[Saved data entries]
>>>

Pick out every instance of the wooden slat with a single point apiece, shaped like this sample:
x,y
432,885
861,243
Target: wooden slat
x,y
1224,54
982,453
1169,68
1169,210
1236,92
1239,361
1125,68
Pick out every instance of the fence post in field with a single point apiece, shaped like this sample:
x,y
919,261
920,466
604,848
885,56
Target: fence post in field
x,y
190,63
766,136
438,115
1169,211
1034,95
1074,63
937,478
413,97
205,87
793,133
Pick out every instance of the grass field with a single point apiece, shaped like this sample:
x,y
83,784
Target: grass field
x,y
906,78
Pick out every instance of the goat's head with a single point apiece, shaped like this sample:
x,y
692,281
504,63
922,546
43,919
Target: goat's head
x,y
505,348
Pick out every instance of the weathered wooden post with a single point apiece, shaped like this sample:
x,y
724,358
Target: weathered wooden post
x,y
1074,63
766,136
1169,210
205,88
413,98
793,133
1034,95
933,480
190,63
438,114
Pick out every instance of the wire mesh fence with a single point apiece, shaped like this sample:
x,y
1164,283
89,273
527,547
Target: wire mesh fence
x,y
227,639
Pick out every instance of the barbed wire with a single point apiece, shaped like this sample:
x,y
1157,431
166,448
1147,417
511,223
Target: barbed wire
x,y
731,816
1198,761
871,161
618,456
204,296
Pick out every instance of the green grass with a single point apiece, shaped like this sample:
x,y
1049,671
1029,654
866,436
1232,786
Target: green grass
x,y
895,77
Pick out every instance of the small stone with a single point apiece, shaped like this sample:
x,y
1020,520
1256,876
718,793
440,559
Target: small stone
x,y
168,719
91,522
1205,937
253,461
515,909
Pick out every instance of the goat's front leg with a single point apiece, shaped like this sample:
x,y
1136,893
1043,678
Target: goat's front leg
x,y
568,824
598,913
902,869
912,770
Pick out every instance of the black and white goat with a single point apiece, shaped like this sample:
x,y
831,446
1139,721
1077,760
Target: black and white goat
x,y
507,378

<<<

Reproduce, with both ends included, the lines from the one holding "Target: small stone" to the end of the records above.

Target: small stone
x,y
168,719
91,522
1205,937
253,461
515,909
Pick out every instance of the goat's front leg with a single point apiece, shaped like this sample:
x,y
1136,893
1043,678
Target: goat's front leg
x,y
568,824
598,913
902,869
912,770
Pick out every instance of the black and white goat with a single point apiece, shaped like this sample:
x,y
831,446
1139,721
1077,760
Target: black and white goat
x,y
507,378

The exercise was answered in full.